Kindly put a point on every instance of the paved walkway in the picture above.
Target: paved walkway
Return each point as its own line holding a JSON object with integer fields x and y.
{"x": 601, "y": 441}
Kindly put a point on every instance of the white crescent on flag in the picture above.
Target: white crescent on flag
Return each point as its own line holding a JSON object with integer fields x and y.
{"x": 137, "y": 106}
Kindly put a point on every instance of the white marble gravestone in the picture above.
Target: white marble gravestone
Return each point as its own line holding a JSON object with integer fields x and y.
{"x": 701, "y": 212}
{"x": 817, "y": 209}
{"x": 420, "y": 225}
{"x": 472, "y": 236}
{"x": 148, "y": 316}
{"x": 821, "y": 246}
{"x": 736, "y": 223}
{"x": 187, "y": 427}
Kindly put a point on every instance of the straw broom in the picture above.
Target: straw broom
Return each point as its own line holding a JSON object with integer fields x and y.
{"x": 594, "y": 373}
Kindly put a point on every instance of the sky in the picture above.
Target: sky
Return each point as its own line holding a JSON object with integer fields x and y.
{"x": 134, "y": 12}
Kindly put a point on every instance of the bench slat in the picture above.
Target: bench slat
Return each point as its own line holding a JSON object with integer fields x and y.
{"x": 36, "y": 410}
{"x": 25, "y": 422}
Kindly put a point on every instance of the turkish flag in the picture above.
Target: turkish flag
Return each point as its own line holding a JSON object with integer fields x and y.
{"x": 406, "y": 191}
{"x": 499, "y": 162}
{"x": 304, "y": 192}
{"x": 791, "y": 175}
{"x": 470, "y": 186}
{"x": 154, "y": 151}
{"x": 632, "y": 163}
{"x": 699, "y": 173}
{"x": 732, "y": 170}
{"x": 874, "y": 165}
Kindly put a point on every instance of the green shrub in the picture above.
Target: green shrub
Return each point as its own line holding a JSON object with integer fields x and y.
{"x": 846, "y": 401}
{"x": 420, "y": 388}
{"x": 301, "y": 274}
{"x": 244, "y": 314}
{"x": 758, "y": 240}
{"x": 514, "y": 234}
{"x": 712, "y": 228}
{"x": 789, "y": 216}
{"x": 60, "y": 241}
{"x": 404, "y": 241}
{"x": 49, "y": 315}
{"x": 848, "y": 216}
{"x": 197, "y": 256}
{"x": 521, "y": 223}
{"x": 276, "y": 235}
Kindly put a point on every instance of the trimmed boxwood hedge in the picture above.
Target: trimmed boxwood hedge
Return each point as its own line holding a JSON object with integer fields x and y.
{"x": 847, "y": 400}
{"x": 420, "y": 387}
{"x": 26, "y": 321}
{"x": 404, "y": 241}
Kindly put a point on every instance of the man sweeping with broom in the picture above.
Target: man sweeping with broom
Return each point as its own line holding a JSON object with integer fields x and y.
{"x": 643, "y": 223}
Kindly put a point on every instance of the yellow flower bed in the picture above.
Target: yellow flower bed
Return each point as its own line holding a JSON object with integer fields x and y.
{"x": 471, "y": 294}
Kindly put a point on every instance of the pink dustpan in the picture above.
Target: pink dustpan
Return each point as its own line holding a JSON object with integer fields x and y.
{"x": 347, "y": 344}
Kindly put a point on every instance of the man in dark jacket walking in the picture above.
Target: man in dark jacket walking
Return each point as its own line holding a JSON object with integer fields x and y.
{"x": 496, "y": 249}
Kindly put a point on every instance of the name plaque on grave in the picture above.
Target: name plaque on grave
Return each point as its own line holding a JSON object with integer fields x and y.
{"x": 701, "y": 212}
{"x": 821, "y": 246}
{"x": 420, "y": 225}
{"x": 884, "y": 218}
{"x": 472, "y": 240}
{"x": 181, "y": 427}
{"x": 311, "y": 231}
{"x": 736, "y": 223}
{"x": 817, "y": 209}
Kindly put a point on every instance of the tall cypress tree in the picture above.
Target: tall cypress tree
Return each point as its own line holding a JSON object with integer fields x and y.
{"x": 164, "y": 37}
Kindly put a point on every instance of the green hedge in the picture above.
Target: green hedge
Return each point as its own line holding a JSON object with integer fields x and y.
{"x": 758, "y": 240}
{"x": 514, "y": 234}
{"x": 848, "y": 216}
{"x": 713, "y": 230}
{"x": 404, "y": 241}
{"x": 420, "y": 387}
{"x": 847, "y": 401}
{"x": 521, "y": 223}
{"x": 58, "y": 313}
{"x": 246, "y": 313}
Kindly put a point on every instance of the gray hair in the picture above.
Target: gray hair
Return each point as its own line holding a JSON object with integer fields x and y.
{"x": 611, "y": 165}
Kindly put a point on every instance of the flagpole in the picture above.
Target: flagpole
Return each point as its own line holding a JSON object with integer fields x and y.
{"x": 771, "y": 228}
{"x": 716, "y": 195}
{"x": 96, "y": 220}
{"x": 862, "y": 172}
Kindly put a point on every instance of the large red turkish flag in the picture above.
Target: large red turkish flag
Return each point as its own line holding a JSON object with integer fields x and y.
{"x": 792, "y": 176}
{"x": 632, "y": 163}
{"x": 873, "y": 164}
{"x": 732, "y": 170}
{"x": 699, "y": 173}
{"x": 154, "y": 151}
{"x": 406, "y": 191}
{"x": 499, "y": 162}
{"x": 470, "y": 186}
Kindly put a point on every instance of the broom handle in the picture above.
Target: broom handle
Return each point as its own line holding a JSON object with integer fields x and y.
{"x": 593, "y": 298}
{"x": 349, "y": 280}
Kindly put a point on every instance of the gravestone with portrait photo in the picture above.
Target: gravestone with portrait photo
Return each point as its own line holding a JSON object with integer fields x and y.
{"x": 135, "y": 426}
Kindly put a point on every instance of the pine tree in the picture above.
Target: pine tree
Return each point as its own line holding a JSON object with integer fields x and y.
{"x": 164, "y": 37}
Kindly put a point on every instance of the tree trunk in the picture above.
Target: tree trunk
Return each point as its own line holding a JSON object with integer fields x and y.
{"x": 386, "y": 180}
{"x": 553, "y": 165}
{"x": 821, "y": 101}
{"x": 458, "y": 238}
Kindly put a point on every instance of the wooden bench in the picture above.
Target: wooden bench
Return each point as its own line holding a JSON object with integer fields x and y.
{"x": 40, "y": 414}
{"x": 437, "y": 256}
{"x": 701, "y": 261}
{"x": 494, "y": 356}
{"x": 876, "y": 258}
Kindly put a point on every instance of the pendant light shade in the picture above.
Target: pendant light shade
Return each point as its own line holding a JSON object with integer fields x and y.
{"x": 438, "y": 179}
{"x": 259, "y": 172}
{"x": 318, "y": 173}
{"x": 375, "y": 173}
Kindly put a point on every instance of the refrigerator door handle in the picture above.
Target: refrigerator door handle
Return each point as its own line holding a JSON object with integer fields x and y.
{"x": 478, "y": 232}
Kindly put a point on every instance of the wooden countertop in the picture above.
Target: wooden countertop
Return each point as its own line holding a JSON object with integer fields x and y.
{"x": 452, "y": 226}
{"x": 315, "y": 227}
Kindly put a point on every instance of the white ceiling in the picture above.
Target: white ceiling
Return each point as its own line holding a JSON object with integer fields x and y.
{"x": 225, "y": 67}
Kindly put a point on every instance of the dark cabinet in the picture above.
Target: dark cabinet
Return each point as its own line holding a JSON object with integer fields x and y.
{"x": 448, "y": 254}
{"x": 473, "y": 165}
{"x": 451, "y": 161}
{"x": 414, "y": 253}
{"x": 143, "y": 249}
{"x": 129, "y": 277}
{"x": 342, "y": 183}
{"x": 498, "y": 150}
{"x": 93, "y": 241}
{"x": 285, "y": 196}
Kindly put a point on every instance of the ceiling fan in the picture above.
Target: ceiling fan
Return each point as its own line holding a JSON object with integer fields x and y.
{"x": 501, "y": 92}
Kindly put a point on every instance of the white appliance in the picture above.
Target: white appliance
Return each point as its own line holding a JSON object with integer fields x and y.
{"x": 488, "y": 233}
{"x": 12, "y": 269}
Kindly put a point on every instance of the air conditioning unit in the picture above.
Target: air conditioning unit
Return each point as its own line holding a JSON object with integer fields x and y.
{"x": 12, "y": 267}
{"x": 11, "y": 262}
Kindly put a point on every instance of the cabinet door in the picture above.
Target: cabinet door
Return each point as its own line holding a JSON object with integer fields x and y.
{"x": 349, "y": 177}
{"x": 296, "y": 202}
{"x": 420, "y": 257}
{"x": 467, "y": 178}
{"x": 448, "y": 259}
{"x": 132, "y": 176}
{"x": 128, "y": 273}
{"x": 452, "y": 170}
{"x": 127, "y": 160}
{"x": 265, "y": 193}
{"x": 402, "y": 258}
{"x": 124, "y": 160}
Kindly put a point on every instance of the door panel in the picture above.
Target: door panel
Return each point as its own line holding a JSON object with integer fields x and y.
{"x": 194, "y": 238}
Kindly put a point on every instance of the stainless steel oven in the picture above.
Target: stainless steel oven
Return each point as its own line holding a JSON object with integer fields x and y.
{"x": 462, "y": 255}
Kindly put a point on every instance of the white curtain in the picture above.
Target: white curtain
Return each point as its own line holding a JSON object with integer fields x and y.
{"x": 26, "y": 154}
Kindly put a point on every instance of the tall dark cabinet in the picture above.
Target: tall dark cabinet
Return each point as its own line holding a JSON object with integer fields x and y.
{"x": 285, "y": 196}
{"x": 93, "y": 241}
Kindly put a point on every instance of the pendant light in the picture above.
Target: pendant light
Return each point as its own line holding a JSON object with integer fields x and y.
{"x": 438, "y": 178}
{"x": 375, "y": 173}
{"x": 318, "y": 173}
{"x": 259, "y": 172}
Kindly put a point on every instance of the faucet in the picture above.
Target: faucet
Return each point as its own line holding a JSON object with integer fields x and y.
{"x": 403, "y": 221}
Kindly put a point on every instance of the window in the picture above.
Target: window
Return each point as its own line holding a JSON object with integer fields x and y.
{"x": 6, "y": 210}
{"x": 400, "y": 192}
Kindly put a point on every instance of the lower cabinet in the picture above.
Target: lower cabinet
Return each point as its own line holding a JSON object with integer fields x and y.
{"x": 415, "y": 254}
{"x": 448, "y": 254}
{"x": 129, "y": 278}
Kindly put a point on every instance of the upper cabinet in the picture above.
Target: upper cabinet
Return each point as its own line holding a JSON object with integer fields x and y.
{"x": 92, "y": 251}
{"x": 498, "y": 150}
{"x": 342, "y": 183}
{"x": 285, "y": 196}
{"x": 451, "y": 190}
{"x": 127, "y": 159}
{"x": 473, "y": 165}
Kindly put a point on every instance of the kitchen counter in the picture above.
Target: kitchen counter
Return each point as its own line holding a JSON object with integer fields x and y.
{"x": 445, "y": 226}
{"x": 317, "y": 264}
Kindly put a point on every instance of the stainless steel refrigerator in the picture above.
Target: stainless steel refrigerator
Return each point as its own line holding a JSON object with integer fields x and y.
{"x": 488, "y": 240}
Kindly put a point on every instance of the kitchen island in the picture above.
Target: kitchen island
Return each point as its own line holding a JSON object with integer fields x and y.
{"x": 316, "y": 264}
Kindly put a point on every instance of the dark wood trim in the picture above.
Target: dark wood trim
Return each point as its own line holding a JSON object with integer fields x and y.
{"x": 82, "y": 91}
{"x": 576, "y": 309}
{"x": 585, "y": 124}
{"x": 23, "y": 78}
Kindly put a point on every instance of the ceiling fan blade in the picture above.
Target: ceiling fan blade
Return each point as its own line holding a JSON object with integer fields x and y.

• Instructions for the task:
Take the line above containing "Kindly put a point on every instance of the man sweeping", the line containing "Target: pink dustpan", and all lines in between, and copy them exactly without anything else.

• Answer to this problem:
Kindly put a point on every instance of the man sweeping with broom in the picture above.
Target: man sweeping with broom
Return each point as its own line holding a JSON object with integer fields x and y.
{"x": 643, "y": 223}
Kindly put a point on every instance of the yellow flower bed in the picture above.
Target: yellow flower bed
Return each point as its own line holding a JSON object with integer fields x and y.
{"x": 471, "y": 294}
Kindly put a point on every instance of the pink dustpan in the picture above.
Target: pink dustpan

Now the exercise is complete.